Exercise data>

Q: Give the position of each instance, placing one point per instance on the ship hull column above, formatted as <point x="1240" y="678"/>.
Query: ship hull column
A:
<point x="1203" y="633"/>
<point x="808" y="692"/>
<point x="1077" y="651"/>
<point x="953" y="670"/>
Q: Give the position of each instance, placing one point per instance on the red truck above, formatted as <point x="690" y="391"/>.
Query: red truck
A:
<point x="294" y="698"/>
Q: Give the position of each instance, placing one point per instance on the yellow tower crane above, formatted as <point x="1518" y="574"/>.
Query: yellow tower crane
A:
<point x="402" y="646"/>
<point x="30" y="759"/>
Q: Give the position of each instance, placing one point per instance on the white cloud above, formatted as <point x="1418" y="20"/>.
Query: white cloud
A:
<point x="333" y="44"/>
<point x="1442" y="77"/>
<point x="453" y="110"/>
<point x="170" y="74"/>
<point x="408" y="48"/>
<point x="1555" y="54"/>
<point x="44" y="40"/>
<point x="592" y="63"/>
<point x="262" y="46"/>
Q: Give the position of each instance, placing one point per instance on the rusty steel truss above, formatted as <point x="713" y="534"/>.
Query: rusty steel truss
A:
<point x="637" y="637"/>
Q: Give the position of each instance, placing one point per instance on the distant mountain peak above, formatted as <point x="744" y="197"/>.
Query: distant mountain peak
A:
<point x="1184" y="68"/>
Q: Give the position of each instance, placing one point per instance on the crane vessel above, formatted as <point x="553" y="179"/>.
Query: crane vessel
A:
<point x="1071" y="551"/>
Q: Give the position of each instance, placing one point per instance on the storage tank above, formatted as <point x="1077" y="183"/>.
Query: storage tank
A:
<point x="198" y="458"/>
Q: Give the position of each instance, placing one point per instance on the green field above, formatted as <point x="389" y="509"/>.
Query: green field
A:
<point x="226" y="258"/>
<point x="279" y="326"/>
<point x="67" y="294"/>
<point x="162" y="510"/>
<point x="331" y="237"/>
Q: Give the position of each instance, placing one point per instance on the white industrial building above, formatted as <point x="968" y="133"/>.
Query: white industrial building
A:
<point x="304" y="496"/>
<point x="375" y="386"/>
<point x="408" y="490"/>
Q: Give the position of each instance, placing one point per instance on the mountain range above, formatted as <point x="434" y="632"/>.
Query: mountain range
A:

What is asked> Convert the part of the records above that starts with the line containing "on the mountain" and runs to the end of the records into a JSON list of strings, with one string per line and blank lines omitted.

Task answer>
[
  "Q: Give the position of each instance, placing one point per instance on the mountain range above, formatted as <point x=\"434\" y=\"632\"/>.",
  "Query: mountain range",
  "A:"
]